§ **EXERCISE DESCRIPTION**: Within the listing below, how many lines feature the word "basin"? Reply with only that number.

##### EXTRACTED INFORMATION

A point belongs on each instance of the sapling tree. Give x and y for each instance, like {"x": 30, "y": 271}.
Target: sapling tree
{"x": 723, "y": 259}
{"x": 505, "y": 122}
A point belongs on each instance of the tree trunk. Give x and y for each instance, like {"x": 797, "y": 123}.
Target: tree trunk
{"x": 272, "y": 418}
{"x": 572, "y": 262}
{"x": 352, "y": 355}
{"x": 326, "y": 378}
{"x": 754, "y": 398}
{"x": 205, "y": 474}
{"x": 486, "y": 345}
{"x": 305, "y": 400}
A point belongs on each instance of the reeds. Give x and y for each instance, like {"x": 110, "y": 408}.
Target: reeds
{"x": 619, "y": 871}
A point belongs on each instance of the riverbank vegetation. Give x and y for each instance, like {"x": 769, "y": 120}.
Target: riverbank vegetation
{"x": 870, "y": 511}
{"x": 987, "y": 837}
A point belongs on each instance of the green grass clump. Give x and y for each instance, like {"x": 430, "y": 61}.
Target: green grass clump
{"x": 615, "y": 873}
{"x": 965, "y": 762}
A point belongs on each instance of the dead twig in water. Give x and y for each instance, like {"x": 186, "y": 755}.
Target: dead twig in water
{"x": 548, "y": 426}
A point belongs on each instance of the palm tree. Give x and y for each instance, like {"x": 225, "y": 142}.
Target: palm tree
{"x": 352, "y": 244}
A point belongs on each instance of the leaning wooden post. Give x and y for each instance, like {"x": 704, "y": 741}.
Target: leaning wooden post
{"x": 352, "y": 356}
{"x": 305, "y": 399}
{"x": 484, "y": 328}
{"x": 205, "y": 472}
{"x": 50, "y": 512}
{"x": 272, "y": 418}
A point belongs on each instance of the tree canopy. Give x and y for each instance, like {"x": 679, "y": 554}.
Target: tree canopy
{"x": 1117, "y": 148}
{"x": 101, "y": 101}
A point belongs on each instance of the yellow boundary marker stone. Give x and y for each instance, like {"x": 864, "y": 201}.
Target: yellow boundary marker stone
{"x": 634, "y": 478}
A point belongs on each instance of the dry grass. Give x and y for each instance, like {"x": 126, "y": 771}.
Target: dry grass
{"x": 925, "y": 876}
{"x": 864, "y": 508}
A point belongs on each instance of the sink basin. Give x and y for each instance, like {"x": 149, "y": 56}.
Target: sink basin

##########

§ **SOLUTION TO THIS EXERCISE**: 2